/SGDForLinearModels

This package implements the Stochastic Gradient Descent algorithm in Python for Linear Regression, Ridge Regression, Logistic Regression and Logistic Regression with L2 Regularization.

Primary LanguagePythonBSD 3-Clause "New" or "Revised" LicenseBSD-3-Clause

Stochastic Gradient Descent for Linear Models

Gradient descent is a first-order optimization algorithm. To find a local minimum of a function using gradient descent, one takes steps proportional to the negative of the gradient of the function at the current point. Stochastic gradient descent (SGD) is a stochastic approximation of the gradient descent optimization method for minimizing an objective function that is written as a sum of differentiable functions, where each summand function is tipically associated with the i-th example in the data set used for training. To economize on the computational cost at every iteration, stochastic gradient descent samples a subset of summand functions at every step. This is very effective in the case of large-scale machine learning problems.

This package implements the SGD algorithm in Python for the following linear models:

  • Linear regression
  • Ridge regression
  • Logistic regression
  • Logistic regression with L2 regularization

Gradient descent is suitable to these models because the error functions to be minimized are convex, so any local minimum is also a global minimum.

(Boundary annotation records)
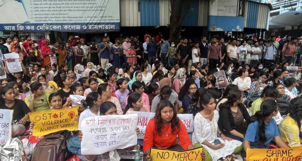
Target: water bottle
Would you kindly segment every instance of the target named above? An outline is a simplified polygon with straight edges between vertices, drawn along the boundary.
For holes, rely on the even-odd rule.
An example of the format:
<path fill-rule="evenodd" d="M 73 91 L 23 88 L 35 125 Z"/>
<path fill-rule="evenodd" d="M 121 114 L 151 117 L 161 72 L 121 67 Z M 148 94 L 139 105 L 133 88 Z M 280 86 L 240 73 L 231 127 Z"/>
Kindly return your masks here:
<path fill-rule="evenodd" d="M 137 150 L 134 156 L 134 161 L 140 161 L 140 154 L 139 150 Z"/>

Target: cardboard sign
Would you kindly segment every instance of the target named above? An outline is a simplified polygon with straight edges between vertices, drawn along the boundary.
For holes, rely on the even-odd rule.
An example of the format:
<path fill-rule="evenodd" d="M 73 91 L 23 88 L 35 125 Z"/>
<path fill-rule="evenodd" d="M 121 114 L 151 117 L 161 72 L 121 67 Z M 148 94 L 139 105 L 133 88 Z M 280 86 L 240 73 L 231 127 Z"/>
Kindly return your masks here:
<path fill-rule="evenodd" d="M 202 147 L 184 151 L 151 148 L 150 155 L 153 161 L 200 161 L 201 160 Z"/>
<path fill-rule="evenodd" d="M 146 127 L 150 120 L 154 118 L 155 113 L 138 111 L 130 111 L 129 114 L 137 114 L 137 126 L 140 128 L 140 133 L 138 139 L 143 139 Z M 194 130 L 194 119 L 193 114 L 177 114 L 177 117 L 184 123 L 188 133 L 193 132 Z"/>
<path fill-rule="evenodd" d="M 302 155 L 302 147 L 279 149 L 248 149 L 247 161 L 298 161 Z"/>
<path fill-rule="evenodd" d="M 288 78 L 296 78 L 296 75 L 298 70 L 297 66 L 287 66 L 286 69 L 288 71 Z"/>
<path fill-rule="evenodd" d="M 0 109 L 0 143 L 11 138 L 13 110 Z"/>
<path fill-rule="evenodd" d="M 29 118 L 34 124 L 33 135 L 41 137 L 62 130 L 78 130 L 77 116 L 76 107 L 30 113 Z"/>
<path fill-rule="evenodd" d="M 136 114 L 98 116 L 85 118 L 81 124 L 83 133 L 81 153 L 101 154 L 136 145 L 137 122 Z"/>
<path fill-rule="evenodd" d="M 17 53 L 5 54 L 4 54 L 4 57 L 7 59 L 6 65 L 10 73 L 22 71 L 22 67 L 19 61 L 18 54 Z"/>
<path fill-rule="evenodd" d="M 49 55 L 49 58 L 50 59 L 50 65 L 52 66 L 53 64 L 56 63 L 58 64 L 58 61 L 57 61 L 56 56 L 56 55 L 54 54 L 52 56 Z"/>
<path fill-rule="evenodd" d="M 214 73 L 214 76 L 216 78 L 216 82 L 217 82 L 218 89 L 224 88 L 228 85 L 227 79 L 226 76 L 226 73 L 224 71 L 220 70 Z"/>
<path fill-rule="evenodd" d="M 245 61 L 246 60 L 246 54 L 247 52 L 246 50 L 239 51 L 239 61 Z"/>

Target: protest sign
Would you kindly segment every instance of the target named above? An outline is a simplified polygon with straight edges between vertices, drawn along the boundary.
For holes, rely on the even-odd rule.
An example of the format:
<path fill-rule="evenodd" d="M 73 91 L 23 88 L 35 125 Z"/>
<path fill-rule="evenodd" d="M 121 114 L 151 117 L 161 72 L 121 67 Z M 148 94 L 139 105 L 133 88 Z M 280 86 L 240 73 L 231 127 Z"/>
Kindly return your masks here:
<path fill-rule="evenodd" d="M 73 106 L 82 106 L 81 101 L 86 99 L 86 97 L 76 95 L 69 95 L 69 98 L 71 99 L 71 104 Z"/>
<path fill-rule="evenodd" d="M 137 126 L 140 128 L 140 133 L 137 137 L 138 139 L 143 139 L 145 136 L 146 127 L 151 119 L 154 118 L 155 113 L 138 111 L 129 111 L 129 114 L 137 114 Z M 192 114 L 177 114 L 177 117 L 182 122 L 187 129 L 187 131 L 190 133 L 193 132 L 194 129 L 194 119 Z"/>
<path fill-rule="evenodd" d="M 136 114 L 98 116 L 84 119 L 81 124 L 83 133 L 82 155 L 101 154 L 117 149 L 136 145 Z"/>
<path fill-rule="evenodd" d="M 5 54 L 4 57 L 7 60 L 6 65 L 9 72 L 15 73 L 22 71 L 22 67 L 19 61 L 19 54 L 17 53 Z"/>
<path fill-rule="evenodd" d="M 34 123 L 33 135 L 41 137 L 59 131 L 78 130 L 78 108 L 72 108 L 30 113 Z"/>
<path fill-rule="evenodd" d="M 53 55 L 52 56 L 49 55 L 49 57 L 50 59 L 50 65 L 52 66 L 53 64 L 55 63 L 58 64 L 58 62 L 57 61 L 56 56 L 55 55 Z"/>
<path fill-rule="evenodd" d="M 202 160 L 202 147 L 183 151 L 151 148 L 150 155 L 153 161 L 199 161 Z"/>
<path fill-rule="evenodd" d="M 6 72 L 5 72 L 5 69 L 2 69 L 2 67 L 4 67 L 3 61 L 0 61 L 0 79 L 6 78 Z"/>
<path fill-rule="evenodd" d="M 246 50 L 239 51 L 239 61 L 245 61 L 246 60 L 246 54 L 247 53 Z"/>
<path fill-rule="evenodd" d="M 0 143 L 11 138 L 13 110 L 0 109 Z"/>
<path fill-rule="evenodd" d="M 296 77 L 296 75 L 298 70 L 297 66 L 287 66 L 286 69 L 288 71 L 288 78 Z"/>
<path fill-rule="evenodd" d="M 278 149 L 248 149 L 247 161 L 298 161 L 302 155 L 302 147 Z"/>
<path fill-rule="evenodd" d="M 82 65 L 79 66 L 79 68 L 78 68 L 77 72 L 76 79 L 79 80 L 83 77 L 83 74 L 84 72 L 84 66 Z"/>
<path fill-rule="evenodd" d="M 227 79 L 226 76 L 226 73 L 223 70 L 220 70 L 214 73 L 214 76 L 216 78 L 218 89 L 224 88 L 228 85 Z"/>

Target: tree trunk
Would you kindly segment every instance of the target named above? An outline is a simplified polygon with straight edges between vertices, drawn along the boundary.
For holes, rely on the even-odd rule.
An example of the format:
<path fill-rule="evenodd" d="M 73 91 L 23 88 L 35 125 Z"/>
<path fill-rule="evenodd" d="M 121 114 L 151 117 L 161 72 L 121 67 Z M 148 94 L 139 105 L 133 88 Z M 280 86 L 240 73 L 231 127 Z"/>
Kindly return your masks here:
<path fill-rule="evenodd" d="M 170 31 L 170 42 L 174 42 L 176 45 L 179 42 L 182 23 L 191 8 L 190 3 L 191 0 L 170 0 L 171 15 L 169 25 Z M 185 9 L 183 12 L 182 6 Z"/>

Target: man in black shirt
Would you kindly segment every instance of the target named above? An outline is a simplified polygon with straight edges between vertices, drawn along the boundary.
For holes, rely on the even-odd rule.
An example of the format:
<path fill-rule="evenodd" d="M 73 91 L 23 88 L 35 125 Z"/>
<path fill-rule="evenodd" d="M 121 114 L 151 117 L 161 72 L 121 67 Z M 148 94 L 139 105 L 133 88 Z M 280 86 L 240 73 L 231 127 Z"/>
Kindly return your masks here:
<path fill-rule="evenodd" d="M 184 38 L 184 42 L 182 44 L 179 45 L 176 51 L 176 53 L 178 53 L 178 52 L 180 52 L 180 66 L 181 67 L 183 66 L 188 66 L 188 58 L 190 54 L 190 47 L 187 44 L 188 39 L 187 38 Z M 191 58 L 191 59 L 192 60 Z"/>

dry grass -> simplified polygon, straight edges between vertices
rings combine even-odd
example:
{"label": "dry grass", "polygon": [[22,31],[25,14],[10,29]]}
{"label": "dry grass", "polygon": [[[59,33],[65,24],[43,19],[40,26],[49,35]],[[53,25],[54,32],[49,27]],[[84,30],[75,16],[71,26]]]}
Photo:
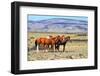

Exercise requirements ->
A - Please rewrite the SGD package description, beginning at the words "Gradient descent is a" and stopping after "machine learning problems.", and change "local minimum" to "local minimizer".
B - According to the SGD package description, what makes gradient descent suitable for the linear models it covers?
Rely on the text alone for this work.

Results by task ->
A -
Gradient descent is a first-order optimization algorithm. To find a local minimizer of a function using gradient descent, one takes steps proportional to the negative of the gradient of the function at the current point. Stochastic gradient descent (SGD) is a stochastic approximation of the gradient descent optimization method for minimizing an objective function that is written as a sum of differentiable functions, where each summand function is tipically associated with the i-th example in the data set used for training. To economize on the computational cost at every iteration, stochastic gradient descent samples a subset of summand functions at every step. This is very effective in the case of large-scale machine learning problems.

B - The error functions to be minimized are convex, so any local minimum is also a global minimum.